Also, we have the benefit of the experience and expertise of former U.S. attorney Veronica Coleman-Davis to help ensure that our policies and procedures for handling these cases in the future are above reproach.
This commitment to implementing survivor-centric best practices in addressing the backlog and future handling of sexual assault cases will be pursued with the full engagement of the community and stakeholders at all levels of government.
Like all crime victims, survivors of sexual assault deserve to have confidence that law enforcement will pursue justice to the fullest extent. They deserve to know what happened — and what we’re going to do about it.
Since its advent, DNA technology has revolutionized the ability of law enforcement to solve and prevent crime. Over the past few years, as that technology has advanced and improved, there has been a sea change in how the nation thinks about and treats sexual assault cases and kits. There is now a collective recognition that in addition to demonstrating an important commitment to survivors to do everything possible to bring healing and justice, testing rape kits can identify an unknown assailant, confirm the presence of a known suspect, affirm the survivor’s account of the attack, discredit the suspect, connect the suspect to other crime scenes and exonerate innocent suspects.

━━━━━━━━━━━━━━━━━━━━━━━━━━━━━━

Work order:
From the text on sexual assault cases, list each outcome that it says testing rape kits can achieve.

(Collected data)
━━━━━━━━━━━━━━━━━━━━━━━━━━━━━━

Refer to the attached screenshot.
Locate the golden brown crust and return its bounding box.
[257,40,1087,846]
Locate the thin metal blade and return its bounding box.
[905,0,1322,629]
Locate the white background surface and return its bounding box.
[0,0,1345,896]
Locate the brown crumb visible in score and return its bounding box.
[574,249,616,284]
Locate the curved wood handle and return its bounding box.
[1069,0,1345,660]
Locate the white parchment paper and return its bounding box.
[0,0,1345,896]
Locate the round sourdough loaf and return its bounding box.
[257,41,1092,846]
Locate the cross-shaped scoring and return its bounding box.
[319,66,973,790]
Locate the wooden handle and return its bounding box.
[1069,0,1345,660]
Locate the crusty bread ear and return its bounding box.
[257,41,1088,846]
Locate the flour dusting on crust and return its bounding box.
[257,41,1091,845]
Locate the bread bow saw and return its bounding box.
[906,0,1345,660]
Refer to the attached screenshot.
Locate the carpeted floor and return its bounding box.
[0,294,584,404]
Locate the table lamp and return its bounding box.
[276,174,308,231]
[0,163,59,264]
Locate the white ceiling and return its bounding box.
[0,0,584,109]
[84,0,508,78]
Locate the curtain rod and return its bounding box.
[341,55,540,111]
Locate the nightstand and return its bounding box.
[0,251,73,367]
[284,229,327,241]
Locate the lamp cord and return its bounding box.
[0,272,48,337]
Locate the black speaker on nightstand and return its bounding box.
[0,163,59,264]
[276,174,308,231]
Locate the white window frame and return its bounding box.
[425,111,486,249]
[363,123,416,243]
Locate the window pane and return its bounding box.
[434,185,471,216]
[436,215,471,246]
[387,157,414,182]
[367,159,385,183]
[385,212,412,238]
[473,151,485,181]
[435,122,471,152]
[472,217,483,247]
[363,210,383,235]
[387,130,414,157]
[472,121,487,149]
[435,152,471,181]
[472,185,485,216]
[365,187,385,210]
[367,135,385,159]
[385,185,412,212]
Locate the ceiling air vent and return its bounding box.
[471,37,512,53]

━━━━━━━━━━━━━━━━━━━━━━━━━━━━━━

Exercise response:
- Identify an unknown assailant
- Confirm the presence of a known suspect
- Affirm the survivor's account of the attack
- Discredit the suspect
- Connect the suspect to other crime scenes
- Exonerate innocent suspects